Texte fourni
Nous rappelons que nos simulations de l’impact de la chute des prix du pétrole ne constituent pas une projection de l’état de l’économie mondiale en 2015 et durant les années suivantes. Ce type de projection fera l’objet de la prochaine mise à jour des Perspectives de l’économie mondiale en janvier. À cette occasion, nous examinerons également beaucoup d’autres questions transversales touchant à la croissance, à l’inflation, aux déséquilibres mondiaux et à la stabilité financière.

Dans les paragraphes qui suivent, nous nous efforçons de répondre à sept grandes questions sur le repli des cours du brut :

1. Quels sont les rôles respectifs de l’offre et de la demande?

2. L’effet de la demande risque-t-il d’être durable?

3. Quels sont les effets probables sur l’économie mondiale?

4. Quels seront les effets probables sur les importateurs de pétrole?

Consigne
Poursuivez le texte sur la chute des cours du pétrole à la suite de sa dernière phrase.

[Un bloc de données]
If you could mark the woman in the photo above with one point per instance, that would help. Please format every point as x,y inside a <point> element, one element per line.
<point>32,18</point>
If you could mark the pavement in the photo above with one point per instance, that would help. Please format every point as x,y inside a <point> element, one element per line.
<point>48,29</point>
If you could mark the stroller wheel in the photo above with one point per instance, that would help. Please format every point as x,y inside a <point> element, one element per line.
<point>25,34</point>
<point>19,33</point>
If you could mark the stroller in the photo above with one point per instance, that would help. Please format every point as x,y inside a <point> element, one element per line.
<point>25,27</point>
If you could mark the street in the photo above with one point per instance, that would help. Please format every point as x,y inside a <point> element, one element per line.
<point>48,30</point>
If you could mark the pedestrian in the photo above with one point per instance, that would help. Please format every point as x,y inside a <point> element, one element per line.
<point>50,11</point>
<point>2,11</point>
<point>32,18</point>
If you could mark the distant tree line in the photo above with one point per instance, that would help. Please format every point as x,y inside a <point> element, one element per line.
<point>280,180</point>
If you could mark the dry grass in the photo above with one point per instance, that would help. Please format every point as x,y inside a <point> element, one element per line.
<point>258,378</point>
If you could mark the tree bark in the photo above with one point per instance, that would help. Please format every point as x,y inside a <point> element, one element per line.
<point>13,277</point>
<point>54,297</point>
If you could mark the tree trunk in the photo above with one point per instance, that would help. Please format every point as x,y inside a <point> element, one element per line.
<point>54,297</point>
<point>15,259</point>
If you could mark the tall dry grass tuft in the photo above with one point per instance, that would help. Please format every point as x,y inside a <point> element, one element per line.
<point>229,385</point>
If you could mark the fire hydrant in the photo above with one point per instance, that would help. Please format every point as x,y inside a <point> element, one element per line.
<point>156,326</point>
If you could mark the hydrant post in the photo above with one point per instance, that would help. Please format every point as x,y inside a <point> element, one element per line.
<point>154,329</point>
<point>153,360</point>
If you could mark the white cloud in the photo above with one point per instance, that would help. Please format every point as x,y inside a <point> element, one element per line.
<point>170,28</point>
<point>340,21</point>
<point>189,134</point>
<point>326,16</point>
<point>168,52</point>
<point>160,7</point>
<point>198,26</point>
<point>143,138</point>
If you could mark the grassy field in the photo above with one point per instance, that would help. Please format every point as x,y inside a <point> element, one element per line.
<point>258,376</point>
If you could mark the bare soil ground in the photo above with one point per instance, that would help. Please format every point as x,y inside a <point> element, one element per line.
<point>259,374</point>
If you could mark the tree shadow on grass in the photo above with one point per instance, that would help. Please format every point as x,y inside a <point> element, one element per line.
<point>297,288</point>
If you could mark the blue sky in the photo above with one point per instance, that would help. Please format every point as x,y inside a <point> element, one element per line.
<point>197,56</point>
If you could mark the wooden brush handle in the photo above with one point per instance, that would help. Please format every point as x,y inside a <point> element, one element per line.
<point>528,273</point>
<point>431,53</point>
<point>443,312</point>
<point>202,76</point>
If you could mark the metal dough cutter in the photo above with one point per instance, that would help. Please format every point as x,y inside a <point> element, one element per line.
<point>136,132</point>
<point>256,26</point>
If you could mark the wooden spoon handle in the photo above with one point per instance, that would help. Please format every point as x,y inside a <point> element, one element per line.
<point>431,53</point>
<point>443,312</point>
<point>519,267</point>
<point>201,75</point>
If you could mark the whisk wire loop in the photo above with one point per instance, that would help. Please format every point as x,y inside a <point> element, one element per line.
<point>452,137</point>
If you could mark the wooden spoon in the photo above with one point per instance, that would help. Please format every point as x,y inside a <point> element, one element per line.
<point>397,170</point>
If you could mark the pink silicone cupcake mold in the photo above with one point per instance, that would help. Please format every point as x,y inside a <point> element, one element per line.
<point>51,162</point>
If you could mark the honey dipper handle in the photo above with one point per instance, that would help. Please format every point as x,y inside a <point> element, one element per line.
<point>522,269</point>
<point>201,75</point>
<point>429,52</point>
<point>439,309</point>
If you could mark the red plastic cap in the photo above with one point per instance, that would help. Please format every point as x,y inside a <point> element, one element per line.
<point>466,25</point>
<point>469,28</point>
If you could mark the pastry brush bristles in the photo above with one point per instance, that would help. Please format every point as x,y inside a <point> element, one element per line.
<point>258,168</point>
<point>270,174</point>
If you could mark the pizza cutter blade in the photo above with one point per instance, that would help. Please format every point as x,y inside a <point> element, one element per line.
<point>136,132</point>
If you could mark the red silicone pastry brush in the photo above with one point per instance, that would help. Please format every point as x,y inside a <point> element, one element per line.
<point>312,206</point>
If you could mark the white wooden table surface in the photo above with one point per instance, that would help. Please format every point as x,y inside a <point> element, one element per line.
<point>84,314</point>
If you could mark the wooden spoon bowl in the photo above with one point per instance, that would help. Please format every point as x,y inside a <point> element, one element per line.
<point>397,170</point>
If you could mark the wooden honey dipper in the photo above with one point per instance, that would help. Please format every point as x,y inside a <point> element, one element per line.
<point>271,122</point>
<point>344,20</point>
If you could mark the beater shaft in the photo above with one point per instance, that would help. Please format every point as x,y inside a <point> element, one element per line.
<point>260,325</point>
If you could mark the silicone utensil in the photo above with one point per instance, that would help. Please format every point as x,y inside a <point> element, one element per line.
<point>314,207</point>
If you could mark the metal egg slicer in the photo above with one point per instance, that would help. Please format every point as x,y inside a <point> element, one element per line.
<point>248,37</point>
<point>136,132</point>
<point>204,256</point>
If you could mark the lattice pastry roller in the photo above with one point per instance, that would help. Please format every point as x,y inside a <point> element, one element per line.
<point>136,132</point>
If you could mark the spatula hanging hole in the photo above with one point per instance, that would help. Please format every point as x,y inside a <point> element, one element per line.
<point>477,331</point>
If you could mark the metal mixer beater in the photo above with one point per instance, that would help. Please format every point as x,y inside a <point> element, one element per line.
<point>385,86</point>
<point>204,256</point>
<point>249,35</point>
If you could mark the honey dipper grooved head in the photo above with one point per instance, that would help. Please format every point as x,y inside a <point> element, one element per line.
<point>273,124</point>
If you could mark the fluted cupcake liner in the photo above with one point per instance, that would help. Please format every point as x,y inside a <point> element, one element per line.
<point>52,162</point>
---
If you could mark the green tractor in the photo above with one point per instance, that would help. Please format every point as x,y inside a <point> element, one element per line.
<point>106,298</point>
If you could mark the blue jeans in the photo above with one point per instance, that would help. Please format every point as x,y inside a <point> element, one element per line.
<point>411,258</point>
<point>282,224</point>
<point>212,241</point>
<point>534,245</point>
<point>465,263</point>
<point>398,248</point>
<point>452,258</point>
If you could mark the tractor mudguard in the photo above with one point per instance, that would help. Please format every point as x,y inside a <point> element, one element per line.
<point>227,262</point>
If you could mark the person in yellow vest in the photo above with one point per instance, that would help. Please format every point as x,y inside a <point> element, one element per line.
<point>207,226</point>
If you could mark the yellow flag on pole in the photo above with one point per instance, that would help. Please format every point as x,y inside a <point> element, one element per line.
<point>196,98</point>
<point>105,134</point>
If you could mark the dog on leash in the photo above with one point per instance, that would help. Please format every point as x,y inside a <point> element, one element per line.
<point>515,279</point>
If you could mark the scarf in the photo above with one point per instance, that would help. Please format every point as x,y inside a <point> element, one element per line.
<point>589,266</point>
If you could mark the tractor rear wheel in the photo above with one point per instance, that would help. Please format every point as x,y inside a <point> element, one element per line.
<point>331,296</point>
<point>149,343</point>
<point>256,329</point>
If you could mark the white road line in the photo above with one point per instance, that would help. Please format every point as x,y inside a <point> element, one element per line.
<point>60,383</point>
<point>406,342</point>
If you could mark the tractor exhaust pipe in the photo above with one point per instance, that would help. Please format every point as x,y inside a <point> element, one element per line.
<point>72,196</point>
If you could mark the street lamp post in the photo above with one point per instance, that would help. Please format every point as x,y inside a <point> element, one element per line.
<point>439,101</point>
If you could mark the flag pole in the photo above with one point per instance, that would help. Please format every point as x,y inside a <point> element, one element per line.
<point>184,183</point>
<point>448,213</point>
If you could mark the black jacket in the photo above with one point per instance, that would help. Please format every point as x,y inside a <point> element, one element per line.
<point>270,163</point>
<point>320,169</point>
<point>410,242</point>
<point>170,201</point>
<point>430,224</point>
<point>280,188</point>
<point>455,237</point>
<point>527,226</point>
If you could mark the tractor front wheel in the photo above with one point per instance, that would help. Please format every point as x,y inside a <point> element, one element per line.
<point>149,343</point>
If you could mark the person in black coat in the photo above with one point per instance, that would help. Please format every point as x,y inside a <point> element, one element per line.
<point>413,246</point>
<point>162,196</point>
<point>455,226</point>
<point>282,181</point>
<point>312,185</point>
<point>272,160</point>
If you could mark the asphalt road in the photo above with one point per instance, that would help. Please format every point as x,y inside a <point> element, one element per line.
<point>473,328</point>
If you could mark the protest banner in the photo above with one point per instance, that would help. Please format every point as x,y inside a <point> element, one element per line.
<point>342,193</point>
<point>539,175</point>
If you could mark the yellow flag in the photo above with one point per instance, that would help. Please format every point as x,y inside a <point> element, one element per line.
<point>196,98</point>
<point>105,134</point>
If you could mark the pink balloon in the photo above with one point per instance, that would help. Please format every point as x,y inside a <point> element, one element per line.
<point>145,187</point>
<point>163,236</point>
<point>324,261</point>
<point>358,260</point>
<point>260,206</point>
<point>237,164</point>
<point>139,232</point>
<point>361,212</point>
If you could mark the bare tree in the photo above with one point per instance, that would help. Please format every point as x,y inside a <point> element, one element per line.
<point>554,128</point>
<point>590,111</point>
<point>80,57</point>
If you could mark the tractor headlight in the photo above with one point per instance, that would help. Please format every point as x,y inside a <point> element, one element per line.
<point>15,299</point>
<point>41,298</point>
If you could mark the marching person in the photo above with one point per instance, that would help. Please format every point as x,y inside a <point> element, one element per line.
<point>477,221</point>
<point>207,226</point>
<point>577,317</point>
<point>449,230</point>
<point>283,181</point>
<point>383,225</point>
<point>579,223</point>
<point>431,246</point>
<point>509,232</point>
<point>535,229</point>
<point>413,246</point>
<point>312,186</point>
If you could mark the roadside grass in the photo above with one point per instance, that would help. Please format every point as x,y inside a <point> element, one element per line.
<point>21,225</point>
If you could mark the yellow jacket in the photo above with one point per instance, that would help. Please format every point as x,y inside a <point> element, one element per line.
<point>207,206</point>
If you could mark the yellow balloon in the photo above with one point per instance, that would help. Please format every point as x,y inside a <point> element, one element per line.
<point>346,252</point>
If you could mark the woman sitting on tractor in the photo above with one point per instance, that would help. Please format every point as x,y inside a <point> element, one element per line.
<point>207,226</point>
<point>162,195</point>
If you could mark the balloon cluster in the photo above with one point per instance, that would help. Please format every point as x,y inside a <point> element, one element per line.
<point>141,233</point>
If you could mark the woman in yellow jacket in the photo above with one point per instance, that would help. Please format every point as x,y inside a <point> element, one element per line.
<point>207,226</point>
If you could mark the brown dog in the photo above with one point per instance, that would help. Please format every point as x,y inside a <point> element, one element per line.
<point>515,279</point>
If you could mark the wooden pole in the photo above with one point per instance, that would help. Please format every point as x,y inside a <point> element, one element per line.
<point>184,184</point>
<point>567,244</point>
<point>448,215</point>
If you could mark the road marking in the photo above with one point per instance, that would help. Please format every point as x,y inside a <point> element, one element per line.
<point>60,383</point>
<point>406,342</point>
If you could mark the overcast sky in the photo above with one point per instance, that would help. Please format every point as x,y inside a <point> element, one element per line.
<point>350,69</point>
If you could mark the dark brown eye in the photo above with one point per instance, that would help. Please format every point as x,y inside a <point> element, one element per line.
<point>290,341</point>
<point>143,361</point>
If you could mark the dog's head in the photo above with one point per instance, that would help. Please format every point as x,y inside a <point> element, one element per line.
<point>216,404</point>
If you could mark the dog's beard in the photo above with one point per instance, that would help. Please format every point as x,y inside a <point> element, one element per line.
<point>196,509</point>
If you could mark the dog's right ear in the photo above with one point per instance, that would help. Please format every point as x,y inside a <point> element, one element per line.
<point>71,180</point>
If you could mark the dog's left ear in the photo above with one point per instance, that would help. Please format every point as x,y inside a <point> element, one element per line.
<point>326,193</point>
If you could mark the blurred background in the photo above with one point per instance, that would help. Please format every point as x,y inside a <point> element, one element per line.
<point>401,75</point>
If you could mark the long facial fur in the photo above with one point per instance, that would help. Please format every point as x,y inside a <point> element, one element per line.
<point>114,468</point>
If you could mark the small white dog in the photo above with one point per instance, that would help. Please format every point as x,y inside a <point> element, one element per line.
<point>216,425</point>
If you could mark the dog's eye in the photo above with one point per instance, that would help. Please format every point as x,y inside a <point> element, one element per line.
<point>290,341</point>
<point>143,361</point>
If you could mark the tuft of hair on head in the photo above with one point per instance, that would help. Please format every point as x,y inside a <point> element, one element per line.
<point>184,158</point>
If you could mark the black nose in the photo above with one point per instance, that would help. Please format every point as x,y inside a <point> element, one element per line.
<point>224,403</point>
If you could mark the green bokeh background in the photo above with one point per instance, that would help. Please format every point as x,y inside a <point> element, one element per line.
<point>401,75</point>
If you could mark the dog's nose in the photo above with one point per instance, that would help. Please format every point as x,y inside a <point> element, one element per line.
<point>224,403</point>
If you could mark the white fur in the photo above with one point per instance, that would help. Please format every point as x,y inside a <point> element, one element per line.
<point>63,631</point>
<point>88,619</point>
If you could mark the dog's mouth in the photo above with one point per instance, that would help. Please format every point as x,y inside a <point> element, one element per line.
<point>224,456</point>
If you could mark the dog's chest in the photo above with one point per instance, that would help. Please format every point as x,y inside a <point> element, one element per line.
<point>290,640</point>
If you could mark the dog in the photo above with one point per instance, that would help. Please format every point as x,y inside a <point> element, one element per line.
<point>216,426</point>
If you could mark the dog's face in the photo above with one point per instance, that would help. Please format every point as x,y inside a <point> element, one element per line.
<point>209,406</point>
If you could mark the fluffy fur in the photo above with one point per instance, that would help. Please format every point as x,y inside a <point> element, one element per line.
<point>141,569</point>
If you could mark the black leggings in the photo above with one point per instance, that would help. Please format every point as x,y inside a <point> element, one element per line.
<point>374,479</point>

Résultat produit
5. Quels seront les effets probables sur les exportateurs de pétrole?

6. Quelles sont les retombées financières?

7. Quelle devrait être la riposte des importateurs et des exportateurs?

Quels sont les rôles respectifs de l’offre et de la demande?


Les cours du pétrole ont chuté de près de 50 % depuis juin, et de 40 % depuis septembre (graphique 1)2. Les cours des métaux, qui en règle générale sont encore plus sensibles à l’évolution de l’activité mondiale, se sont également repliés mais beaucoup moins que les prix du brut (graphique 2). De prime abord, cette observation semblerait indiquer que des facteurs propres au marché du pétrole, et notamment à l’offre, expliquent pour beaucoup la chute des cours.

À regarder de plus près, ce constat semble se confirmer. À en juger par les révisions, de juillet à décembre, des prévisions de demande de l’Agence internationale de l’énergie (graphique 3) et par les estimations de l’élasticité à court terme de l’offre de pétrole, la baisse imprévue de la demande durant cette période n’explique que 20 à 35 % du tassement des cours.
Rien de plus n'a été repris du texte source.